The song that introduced Miley Cyrus, untethered from her Hannah Montana persona, to the pop world is a spiky cut that Cyrus worked on with her frequent early-career collaborators Rock Mafia. If it were only the vehicle for her eventual catch-all phrase “She’s just being Miley,” this crushed-out jam would be worthy of inclusion on this list. But it’s also a fine launching point for her post-Disney career, and one of the stronger entrants in the late-aughts microgenre of growing-up pop; Cyrus’ serpentine voice curls around its verses’ chugging guitars, and its jump-and-shout-along chorus takes all the right lessons from the emo-pop boom that was cresting around that time. —M.J. 

8

‘7 Things’

Breakout was Cyrus’ first solo album not associated with the series Hannah Montana, and she came out swinging with “7 Things.” The guitar-driven power-pop track has the singer listing out all the things she hates (and then likes) about her ex. It’s as catchy as it is biting, perfectly addressing the Disney drama around the demise of her relationship with fellow teen idol Nick Jonas. It would become a huge hit, helping establish that Cyrus would do just fine without the help of her fictional alter ego. —B.S.

**Raw data**.
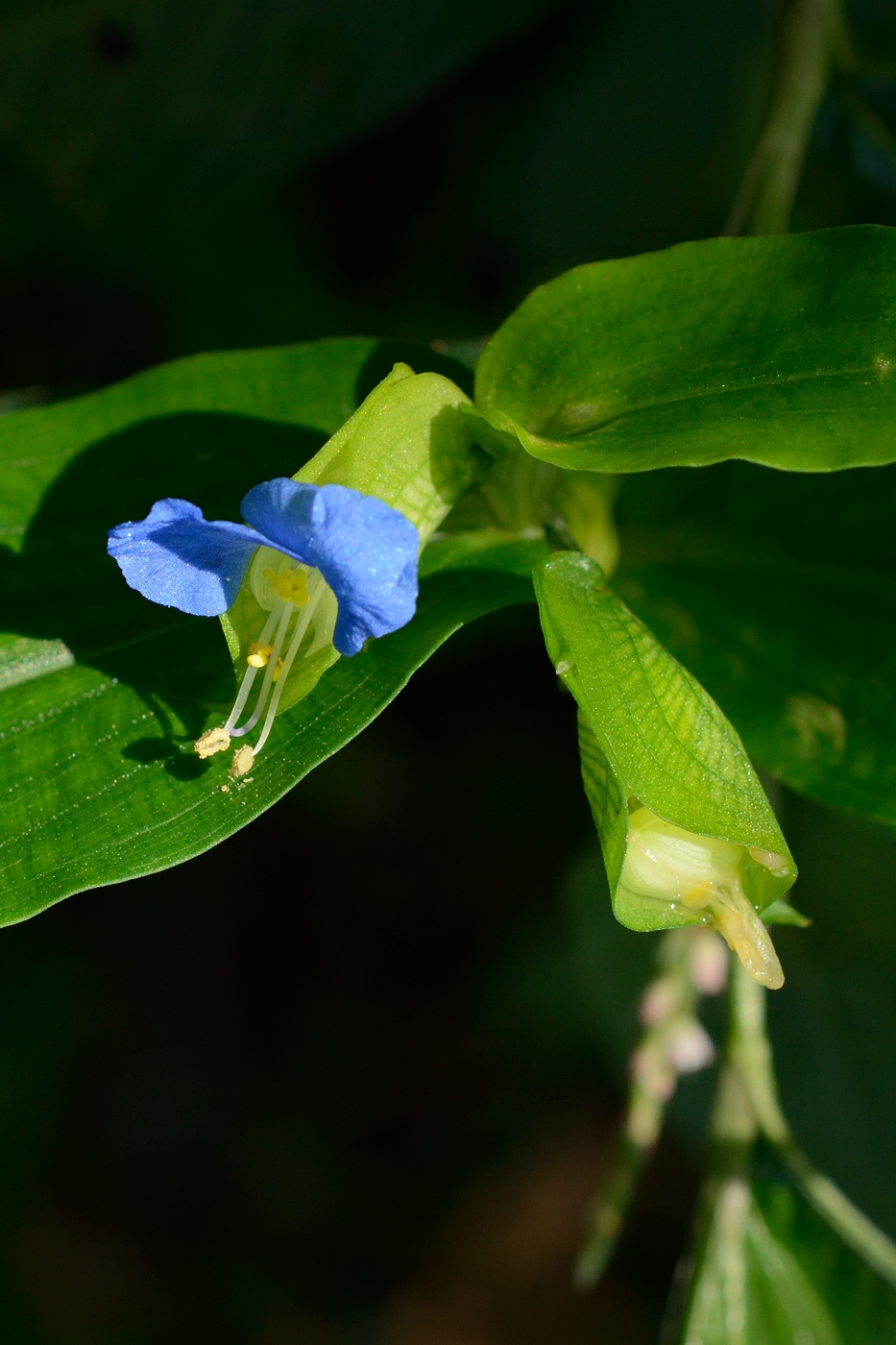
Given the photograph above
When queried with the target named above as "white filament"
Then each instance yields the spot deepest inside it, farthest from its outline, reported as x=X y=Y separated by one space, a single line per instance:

**Given problem A**.
Reproduce, word for word, the part of the Miley Cyrus passage from "Breakout was Cyrus’" up to and including "alter ego. —B.S.".
**Given problem B**.
List every title of a song, album, or television series that the Miley Cyrus passage names.

**Worked answer A**.
Breakout was Cyrus’ first solo album not associated with the series Hannah Montana, and she came out swinging with “7 Things.” The guitar-driven power-pop track has the singer listing out all the things she hates (and then likes) about her ex. It’s as catchy as it is biting, perfectly addressing the Disney drama around the demise of her relationship with fellow teen idol Nick Jonas. It would become a huge hit, helping establish that Cyrus would do just fine without the help of her fictional alter ego. —B.S.

**Worked answer B**.
- "7 Things" (song)
- Breakout (album)
- Hannah Montana (television series)